» **Exercise**: Using the listing below, report each line holding the string "front".
▬▬▬
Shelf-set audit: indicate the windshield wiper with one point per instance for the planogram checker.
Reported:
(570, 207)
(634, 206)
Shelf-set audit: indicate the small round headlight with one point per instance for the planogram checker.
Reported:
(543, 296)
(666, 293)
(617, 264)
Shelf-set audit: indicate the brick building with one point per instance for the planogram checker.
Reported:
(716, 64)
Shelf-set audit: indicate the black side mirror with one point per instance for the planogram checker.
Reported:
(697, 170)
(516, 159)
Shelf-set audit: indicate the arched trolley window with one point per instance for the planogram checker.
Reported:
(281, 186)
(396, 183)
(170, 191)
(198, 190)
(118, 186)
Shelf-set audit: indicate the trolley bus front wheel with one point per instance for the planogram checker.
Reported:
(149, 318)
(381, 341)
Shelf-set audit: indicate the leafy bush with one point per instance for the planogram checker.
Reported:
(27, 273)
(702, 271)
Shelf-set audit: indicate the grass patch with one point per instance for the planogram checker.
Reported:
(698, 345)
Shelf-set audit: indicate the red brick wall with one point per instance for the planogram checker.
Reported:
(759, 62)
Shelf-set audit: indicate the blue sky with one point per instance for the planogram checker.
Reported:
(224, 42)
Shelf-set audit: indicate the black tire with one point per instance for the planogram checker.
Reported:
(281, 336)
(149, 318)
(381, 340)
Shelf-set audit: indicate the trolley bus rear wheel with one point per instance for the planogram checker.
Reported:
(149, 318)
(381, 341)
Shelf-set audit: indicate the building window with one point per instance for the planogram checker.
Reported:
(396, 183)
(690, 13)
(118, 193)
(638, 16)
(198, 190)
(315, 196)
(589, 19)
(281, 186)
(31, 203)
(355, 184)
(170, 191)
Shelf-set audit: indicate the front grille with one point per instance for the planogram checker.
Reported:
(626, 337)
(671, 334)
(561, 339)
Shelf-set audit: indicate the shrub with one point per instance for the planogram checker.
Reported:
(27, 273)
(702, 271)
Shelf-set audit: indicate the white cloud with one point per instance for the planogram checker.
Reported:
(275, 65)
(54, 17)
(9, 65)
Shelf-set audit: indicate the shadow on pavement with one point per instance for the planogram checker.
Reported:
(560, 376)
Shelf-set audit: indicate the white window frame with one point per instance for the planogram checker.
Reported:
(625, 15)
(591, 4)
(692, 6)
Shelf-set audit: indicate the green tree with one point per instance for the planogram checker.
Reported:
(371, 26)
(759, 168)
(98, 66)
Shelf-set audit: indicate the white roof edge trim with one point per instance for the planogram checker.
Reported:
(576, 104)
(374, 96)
▬▬▬
» **Solution to this problem**:
Shelf-set audit: indicate the trolley bus front wheel with one point per instance for the planogram checker.
Shelf-set audit: indicate the front grille with one point per instance for the planogram checker.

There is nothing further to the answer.